-- Passage to read follows --

What Do Mental Health Social Workers Do?
Social workers who specialize in mental health issues work with clients who are battling mental illness, substance abuse, unemployment and poverty, among other challenges. They provide their clients with individual or group therapy, as well as referrals to opportunities for social rehabilitation and crisis intervention. If you're interested in working as a mental health social worker, read on to learn more about these professionals and their job duties. Schools offering Clinical Social Work degrees can also be found in these popular choices.
Overview of Mental Health Social Workers
As a mental health social worker (MHSW) you'll teach basic life skills, develop support networks and otherwise help your clients to become involved in their communities. You may also assist in the development of government policies and legislation. You'll likely be able to find job opportunities with rehabilitation centers, hospitals, family service agencies, prisons, nonprofit groups and government agencies.

-- Passage to read concluded --
-- Input data follows --

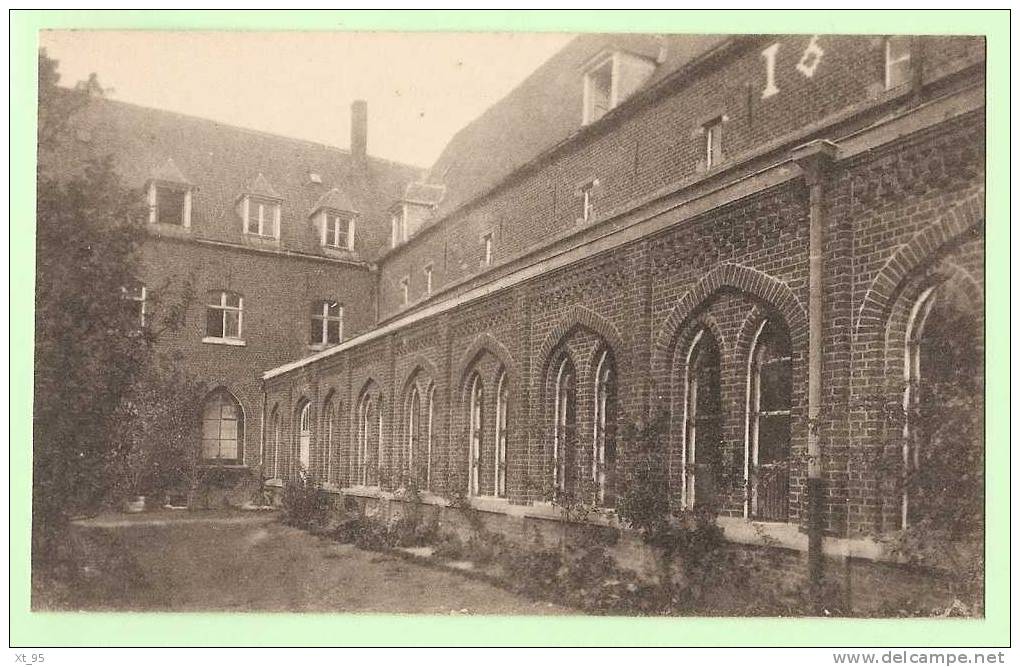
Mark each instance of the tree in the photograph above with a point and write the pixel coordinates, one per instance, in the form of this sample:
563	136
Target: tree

-- Input data concluded --

Continue the text about mental health social workers, picking up after its final sentence, which ends "nonprofit groups and government agencies."

A bachelor's degree in psychology, social work or a related field is the base requirement for some entry-level jobs in this field. Be aware, however, that many positions will require you to have a master's degree in social work. Additionally, some states require additional licensure of social workers and related professionals. According to the Council on Social Work Education (www.cswe.org) there are currently over 470 accredited bachelor's degree programs and over 200 accredited master's degree programs available in the United States.
As part of your training and education, you should expect to complete coursework in psychology, sociology, political science and public policy. In addition, you may also be required to complete at least 400 hours of supervised field experience as part of your degree program.
As a mental health social worker, you'll help patients to recover from a variety of mental illnesses and addictions. You'll help them to secure employment and housing, and otherwise establish and maintain control over their lives. You'll observe and monitor the interaction of a variety of life factors in patients, including how heredity and genetics interact with environment, lifestyle and social circumstances. Your duties may also require you to interview clients, perform mental and physical evaluations and collaborate with professionals in related fields. You'll plan, coordinate and modify treatment plans for patients, supervise other social workers and perform administrative duties.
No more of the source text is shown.